• _QUOTED PASSAGE_:
————————

ASYMMETRIC SELF-PLAY FOR AUTOMATIC GOAL DIS-COVERY IN ROBOTIC MANIPULATION

Abstract

We train a single, goal-conditioned policy that can solve many robotic manipulation tasks, including tasks with previously unseen goals and objects. We rely on asymmetric self-play for goal discovery, where two agents, Alice and Bob, play a game. Alice is asked to propose challenging goals and Bob aims to solve them. We show that this method can discover highly diverse and complex goals without any human priors. Bob can be trained with only sparse rewards, because the interaction between Alice and Bob results in a natural curriculum and Bob can learn from Alice's trajectory when relabeled as a goal-conditioned demonstration. Finally, our method scales, resulting in a single policy that can generalize to many unseen tasks such as setting a table, stacking blocks, and solving simple puzzles.

————————

• _DATASET ENTRIES_:

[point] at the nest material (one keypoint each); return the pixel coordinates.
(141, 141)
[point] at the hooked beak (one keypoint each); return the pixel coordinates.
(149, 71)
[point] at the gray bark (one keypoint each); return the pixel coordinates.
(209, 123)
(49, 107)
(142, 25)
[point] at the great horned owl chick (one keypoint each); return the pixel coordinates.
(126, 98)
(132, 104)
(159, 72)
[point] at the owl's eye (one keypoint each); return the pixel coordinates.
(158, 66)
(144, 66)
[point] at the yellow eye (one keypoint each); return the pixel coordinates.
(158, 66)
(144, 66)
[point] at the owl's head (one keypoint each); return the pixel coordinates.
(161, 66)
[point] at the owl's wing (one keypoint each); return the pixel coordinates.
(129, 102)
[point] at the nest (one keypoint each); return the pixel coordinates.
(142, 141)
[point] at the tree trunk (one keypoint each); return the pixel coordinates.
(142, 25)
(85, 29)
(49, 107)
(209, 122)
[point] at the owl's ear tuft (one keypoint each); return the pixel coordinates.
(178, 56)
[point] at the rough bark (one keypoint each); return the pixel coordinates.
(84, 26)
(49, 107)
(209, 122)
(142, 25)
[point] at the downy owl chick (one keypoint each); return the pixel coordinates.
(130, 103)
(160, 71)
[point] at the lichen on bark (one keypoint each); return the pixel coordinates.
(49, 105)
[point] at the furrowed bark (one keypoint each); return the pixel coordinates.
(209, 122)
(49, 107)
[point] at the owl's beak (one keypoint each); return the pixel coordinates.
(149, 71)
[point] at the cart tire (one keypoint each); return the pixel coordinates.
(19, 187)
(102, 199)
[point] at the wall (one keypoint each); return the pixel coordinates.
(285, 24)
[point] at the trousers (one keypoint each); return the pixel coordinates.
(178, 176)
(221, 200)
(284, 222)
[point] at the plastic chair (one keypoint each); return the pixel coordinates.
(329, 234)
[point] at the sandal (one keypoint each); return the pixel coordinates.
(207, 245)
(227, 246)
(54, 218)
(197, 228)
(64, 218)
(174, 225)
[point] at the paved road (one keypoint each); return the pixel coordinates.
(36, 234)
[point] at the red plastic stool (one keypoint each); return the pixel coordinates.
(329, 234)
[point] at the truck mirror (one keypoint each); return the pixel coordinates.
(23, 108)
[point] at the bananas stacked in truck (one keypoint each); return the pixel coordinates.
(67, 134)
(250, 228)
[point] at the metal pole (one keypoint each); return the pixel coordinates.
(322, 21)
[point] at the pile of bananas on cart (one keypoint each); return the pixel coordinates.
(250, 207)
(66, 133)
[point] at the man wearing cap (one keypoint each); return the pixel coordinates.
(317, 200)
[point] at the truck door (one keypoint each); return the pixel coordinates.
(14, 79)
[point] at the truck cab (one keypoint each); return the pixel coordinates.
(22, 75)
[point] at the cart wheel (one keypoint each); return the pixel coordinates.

————————

• _PROBLEM DETAILS_:
Can you copy the full abstract on asymmetric self-play for robotic manipulation, title included, word for word from the top of the page?

• _RESPONSE TO THE EXERCISE_:
ASYMMETRIC SELF-PLAY FOR AUTOMATIC GOAL DIS-COVERY IN ROBOTIC MANIPULATION

Abstract

We train a single, goal-conditioned policy that can solve many robotic manipulation tasks, including tasks with previously unseen goals and objects. We rely on asymmetric self-play for goal discovery, where two agents, Alice and Bob, play a game. Alice is asked to propose challenging goals and Bob aims to solve them. We show that this method can discover highly diverse and complex goals without any human priors. Bob can be trained with only sparse rewards, because the interaction between Alice and Bob results in a natural curriculum and Bob can learn from Alice's trajectory when relabeled as a goal-conditioned demonstration. Finally, our method scales, resulting in a single policy that can generalize to many unseen tasks such as setting a table, stacking blocks, and solving simple puzzles.